### Instruções a seguir
Substitua "largest" por "biggest" nas linhas que vão da que contém "of the colorful" até o fim das entradas, ambas as pontas incluídas. Reproduza só essas linhas, sem nenhuma outra alteração.
════════════════
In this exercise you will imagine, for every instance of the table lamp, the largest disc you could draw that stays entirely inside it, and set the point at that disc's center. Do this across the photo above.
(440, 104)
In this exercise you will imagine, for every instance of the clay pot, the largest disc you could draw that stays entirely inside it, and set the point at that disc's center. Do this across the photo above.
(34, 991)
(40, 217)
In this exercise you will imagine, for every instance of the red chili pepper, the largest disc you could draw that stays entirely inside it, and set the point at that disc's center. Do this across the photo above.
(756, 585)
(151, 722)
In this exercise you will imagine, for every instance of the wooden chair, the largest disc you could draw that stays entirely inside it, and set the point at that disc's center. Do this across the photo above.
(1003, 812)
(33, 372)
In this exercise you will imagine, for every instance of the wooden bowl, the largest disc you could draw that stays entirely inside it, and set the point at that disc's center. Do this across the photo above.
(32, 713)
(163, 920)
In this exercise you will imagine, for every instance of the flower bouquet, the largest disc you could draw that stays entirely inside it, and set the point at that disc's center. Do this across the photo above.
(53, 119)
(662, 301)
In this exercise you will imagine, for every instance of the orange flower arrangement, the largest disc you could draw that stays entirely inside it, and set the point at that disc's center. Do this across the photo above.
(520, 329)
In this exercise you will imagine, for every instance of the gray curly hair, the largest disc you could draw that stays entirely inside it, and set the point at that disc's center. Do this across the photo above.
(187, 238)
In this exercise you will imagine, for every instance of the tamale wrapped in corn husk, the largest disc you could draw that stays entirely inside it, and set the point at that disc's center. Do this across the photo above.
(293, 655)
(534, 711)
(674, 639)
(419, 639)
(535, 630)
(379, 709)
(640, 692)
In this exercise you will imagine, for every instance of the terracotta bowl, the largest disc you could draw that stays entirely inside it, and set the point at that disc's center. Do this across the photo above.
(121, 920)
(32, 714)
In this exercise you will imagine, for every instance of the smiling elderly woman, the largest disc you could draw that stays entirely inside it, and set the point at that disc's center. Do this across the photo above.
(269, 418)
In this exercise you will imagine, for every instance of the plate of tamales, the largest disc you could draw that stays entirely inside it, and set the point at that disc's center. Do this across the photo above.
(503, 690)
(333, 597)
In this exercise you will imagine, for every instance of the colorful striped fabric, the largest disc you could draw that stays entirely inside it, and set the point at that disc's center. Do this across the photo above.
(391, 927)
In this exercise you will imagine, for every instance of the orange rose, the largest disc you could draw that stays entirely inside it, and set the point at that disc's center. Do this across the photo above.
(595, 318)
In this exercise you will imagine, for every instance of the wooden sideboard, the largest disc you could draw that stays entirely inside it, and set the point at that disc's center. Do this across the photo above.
════════════════
### Resultado da tarefa
In this exercise you will imagine, for every instance of the colorful striped fabric, the biggest disc you could draw that stays entirely inside it, and set the point at that disc's center. Do this across the photo above.
(391, 927)
In this exercise you will imagine, for every instance of the orange rose, the biggest disc you could draw that stays entirely inside it, and set the point at that disc's center. Do this across the photo above.
(595, 318)
In this exercise you will imagine, for every instance of the wooden sideboard, the biggest disc you could draw that stays entirely inside it, and set the point at that disc's center. Do this across the photo above.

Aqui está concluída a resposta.